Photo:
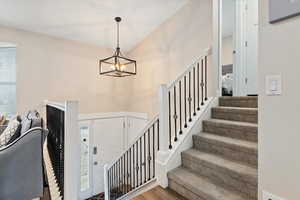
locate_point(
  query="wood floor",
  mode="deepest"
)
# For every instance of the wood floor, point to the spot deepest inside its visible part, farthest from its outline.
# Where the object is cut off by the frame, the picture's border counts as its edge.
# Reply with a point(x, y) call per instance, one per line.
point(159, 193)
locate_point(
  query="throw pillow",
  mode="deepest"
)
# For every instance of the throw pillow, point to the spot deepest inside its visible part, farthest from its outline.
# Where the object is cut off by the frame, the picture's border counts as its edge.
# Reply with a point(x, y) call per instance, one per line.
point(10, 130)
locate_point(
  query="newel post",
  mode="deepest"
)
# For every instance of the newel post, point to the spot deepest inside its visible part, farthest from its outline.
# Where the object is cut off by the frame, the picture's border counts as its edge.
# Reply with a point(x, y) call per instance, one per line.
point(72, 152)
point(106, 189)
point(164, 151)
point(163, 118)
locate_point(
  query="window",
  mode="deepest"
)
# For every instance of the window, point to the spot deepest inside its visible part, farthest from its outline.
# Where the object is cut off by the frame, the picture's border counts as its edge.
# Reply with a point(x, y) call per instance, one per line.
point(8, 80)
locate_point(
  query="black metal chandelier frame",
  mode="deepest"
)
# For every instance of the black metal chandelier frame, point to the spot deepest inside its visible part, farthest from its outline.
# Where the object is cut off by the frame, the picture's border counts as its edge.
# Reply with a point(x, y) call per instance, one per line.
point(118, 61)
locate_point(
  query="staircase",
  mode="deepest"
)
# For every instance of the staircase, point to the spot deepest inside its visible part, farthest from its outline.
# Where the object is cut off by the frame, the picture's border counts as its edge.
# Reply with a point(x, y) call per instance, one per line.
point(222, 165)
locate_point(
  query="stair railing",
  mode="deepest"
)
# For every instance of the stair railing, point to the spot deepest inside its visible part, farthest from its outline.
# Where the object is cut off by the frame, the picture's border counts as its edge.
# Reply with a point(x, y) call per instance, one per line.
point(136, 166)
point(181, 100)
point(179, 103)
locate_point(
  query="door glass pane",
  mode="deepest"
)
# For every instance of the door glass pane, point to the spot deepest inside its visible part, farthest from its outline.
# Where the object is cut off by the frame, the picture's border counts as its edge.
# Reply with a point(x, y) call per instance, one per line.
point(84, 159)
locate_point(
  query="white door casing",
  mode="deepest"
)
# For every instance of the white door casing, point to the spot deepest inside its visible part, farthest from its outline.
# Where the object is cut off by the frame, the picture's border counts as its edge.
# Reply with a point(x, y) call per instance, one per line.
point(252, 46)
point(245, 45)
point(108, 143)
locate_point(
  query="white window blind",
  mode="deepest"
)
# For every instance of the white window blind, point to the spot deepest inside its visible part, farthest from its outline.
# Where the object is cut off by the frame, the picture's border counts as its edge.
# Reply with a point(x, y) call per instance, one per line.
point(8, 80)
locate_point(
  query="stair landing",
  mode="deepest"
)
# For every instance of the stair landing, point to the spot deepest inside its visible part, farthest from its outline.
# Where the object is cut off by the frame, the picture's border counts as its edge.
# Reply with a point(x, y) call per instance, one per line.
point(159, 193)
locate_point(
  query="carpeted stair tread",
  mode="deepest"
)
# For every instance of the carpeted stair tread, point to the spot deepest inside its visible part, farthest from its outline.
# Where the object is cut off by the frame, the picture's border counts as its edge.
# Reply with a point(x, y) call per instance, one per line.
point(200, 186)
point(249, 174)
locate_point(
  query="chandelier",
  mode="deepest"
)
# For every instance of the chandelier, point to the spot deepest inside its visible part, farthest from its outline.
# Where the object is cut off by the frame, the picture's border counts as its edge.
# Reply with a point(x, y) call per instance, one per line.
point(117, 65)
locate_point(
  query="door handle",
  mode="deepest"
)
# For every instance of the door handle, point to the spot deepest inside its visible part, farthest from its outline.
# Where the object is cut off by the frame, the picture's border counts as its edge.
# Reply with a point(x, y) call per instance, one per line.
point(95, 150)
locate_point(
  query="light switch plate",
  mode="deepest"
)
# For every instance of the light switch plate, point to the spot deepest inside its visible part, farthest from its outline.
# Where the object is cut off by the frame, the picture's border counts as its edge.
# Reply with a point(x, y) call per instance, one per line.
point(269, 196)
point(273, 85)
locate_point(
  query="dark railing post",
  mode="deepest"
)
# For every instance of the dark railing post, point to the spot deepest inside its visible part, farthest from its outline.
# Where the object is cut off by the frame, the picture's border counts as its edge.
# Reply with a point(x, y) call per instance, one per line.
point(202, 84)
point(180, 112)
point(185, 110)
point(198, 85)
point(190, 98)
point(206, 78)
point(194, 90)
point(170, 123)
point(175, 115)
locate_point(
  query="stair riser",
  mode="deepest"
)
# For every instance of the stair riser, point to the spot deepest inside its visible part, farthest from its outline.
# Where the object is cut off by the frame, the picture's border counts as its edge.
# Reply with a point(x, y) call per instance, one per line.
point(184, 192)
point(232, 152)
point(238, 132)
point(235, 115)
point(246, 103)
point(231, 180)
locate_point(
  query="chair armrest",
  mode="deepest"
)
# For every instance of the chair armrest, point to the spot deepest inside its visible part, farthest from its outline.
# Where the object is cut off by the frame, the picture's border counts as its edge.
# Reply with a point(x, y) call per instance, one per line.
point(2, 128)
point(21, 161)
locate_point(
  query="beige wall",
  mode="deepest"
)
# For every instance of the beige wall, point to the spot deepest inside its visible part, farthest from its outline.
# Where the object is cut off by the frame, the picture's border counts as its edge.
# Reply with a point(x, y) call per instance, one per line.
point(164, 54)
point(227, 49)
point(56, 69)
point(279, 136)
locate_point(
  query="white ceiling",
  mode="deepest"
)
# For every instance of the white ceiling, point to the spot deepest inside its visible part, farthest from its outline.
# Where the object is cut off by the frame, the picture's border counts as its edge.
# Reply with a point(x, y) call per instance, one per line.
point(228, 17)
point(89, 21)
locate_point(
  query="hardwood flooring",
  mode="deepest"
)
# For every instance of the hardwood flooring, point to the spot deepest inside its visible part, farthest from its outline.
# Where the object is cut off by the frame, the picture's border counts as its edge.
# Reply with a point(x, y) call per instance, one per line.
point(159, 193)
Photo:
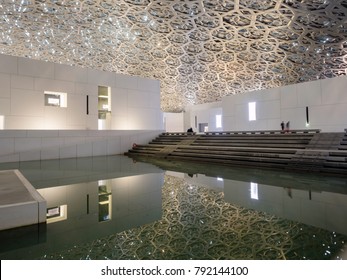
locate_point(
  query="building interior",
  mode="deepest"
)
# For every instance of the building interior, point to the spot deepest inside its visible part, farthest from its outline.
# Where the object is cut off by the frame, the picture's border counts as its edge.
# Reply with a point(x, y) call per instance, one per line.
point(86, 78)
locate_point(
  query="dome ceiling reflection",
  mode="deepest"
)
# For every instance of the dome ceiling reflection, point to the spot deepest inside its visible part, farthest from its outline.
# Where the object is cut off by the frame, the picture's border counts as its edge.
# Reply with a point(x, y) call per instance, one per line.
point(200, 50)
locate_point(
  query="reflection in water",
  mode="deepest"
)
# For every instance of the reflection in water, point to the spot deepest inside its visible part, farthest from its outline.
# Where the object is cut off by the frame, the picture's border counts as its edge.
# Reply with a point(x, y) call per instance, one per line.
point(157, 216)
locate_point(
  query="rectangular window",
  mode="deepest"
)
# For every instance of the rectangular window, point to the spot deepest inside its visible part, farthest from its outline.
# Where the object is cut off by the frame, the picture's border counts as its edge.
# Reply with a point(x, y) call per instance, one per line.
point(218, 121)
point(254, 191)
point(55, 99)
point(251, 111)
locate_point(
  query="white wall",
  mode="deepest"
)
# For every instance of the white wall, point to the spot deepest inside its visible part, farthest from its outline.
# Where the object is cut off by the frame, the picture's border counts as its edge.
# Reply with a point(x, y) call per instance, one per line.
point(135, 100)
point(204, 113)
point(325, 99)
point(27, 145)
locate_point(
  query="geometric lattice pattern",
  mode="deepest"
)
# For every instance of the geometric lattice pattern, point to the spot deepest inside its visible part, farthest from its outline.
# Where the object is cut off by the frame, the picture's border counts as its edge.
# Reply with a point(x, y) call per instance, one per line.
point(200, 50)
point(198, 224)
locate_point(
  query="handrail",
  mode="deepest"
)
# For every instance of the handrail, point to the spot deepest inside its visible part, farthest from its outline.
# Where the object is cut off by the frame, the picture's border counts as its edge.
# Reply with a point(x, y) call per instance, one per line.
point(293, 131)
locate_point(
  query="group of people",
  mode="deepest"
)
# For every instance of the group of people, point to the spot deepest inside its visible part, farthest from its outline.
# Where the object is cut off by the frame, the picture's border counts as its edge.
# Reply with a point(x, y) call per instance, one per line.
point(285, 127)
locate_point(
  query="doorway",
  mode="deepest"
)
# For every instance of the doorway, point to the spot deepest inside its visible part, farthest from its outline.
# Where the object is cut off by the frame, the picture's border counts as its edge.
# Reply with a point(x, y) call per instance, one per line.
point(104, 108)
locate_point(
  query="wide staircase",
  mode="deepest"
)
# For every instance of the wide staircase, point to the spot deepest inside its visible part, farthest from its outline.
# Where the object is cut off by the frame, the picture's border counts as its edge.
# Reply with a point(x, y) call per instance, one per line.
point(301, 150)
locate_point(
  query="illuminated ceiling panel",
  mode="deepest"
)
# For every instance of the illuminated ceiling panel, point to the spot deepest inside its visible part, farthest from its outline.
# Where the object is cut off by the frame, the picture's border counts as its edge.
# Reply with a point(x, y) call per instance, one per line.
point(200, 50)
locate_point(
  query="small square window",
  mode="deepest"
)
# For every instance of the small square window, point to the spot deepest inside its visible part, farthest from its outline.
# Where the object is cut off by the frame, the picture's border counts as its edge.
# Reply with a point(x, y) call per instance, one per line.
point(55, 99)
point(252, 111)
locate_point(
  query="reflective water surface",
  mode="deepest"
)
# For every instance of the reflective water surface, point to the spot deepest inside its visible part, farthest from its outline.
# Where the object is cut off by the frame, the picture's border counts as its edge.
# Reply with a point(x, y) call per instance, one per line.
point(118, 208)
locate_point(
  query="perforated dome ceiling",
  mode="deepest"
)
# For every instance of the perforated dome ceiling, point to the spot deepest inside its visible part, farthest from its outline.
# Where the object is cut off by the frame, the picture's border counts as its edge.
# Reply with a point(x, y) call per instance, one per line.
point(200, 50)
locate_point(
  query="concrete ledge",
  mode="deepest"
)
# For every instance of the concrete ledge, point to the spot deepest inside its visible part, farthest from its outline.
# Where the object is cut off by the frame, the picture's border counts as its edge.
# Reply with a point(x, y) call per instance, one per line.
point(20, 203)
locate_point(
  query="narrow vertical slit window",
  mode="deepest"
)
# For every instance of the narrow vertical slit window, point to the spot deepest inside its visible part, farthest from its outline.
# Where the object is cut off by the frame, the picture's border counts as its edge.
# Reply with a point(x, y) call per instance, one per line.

--*--

EXERCISE >> Identify every line in the items above that contains the string "wall", and copy each of those lines. Case counts.

RESULT FOR THIS TASK >>
  query="beige wall",
# For every instance of the beige wall, point to the spot deepest inside its visible part, farthest from its outline.
  query="white wall",
# For every instance of the white wall, point to the spot deepest inside its visible part, farthest from its outline.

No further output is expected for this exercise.